▶ Task item: Repeat each record below exactly as it is written.

Data provided below:

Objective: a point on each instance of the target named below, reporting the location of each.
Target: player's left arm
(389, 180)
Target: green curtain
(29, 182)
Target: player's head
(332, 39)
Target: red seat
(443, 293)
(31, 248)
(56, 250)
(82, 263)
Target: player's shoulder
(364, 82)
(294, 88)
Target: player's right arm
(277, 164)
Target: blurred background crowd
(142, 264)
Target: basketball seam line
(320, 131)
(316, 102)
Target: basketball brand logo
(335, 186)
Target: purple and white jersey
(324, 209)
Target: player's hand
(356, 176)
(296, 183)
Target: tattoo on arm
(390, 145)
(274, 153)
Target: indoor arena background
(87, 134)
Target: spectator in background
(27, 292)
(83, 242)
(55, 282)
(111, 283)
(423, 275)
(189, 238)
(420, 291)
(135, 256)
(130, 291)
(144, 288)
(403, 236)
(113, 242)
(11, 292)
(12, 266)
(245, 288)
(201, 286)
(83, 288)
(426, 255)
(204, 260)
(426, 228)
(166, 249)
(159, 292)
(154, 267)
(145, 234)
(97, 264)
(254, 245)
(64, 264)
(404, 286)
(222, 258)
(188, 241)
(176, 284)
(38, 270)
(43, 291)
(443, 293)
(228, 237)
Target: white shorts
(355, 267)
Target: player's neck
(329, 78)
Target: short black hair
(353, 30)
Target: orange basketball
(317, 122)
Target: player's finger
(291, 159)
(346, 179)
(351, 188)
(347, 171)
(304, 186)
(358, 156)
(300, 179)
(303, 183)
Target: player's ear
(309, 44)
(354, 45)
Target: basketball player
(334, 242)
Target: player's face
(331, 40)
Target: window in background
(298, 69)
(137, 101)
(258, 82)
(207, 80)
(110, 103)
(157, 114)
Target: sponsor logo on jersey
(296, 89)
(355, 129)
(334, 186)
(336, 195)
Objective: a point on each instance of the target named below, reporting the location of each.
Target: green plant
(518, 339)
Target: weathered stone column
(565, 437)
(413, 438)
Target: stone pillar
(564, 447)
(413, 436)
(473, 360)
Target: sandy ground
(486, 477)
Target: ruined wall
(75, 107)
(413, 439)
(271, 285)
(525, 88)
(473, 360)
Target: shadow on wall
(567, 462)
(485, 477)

End of Data provided.

▶ Exercise response:
Objective: a point on each instance of the target named below, reporting the location of each.
Target: player's left arm
(389, 180)
Target: green curtain
(29, 182)
Target: player's head
(332, 39)
Target: red seat
(443, 293)
(31, 248)
(56, 250)
(82, 263)
Target: player's shoulder
(364, 82)
(294, 88)
Target: player's right arm
(277, 164)
Target: blurred background crowd
(142, 264)
Target: basketball seam line
(320, 131)
(316, 102)
Target: basketball brand logo
(335, 186)
Target: purple and white jersey
(324, 209)
Target: player's hand
(356, 176)
(296, 183)
Target: tattoo on arm
(390, 145)
(274, 153)
Target: indoor arena background
(87, 134)
Target: spectator in background
(27, 292)
(83, 242)
(55, 282)
(111, 283)
(423, 275)
(189, 238)
(420, 291)
(135, 256)
(130, 291)
(144, 288)
(403, 236)
(113, 242)
(11, 292)
(12, 266)
(245, 288)
(201, 286)
(83, 288)
(426, 255)
(204, 260)
(426, 228)
(166, 249)
(159, 292)
(154, 267)
(145, 234)
(97, 264)
(254, 245)
(64, 264)
(404, 286)
(222, 258)
(188, 241)
(176, 284)
(38, 270)
(43, 291)
(443, 293)
(228, 237)
Target: white shorts
(355, 267)
Target: player's neck
(329, 78)
Target: short black hair
(353, 30)
Target: orange basketball
(317, 122)
Target: player's finger
(291, 159)
(346, 179)
(351, 188)
(347, 171)
(304, 186)
(358, 156)
(300, 179)
(303, 183)
Target: player's ear
(309, 44)
(354, 45)
Target: basketball player
(334, 242)
Target: player's face
(331, 40)
Target: window in background
(298, 69)
(137, 101)
(258, 82)
(207, 80)
(110, 103)
(157, 114)
Target: sponsor logo on jersey
(296, 89)
(355, 129)
(334, 186)
(336, 195)
Objective: a point on each instance of the target named below, reporting the location of each.
Target: green plant
(518, 339)
Target: weathered stone column
(565, 437)
(413, 438)
Target: stone pillar
(564, 447)
(413, 436)
(473, 360)
Target: sandy ground
(486, 477)
Target: ruined wall
(75, 107)
(413, 439)
(271, 285)
(525, 88)
(473, 360)
Target: shadow on wall
(567, 462)
(485, 477)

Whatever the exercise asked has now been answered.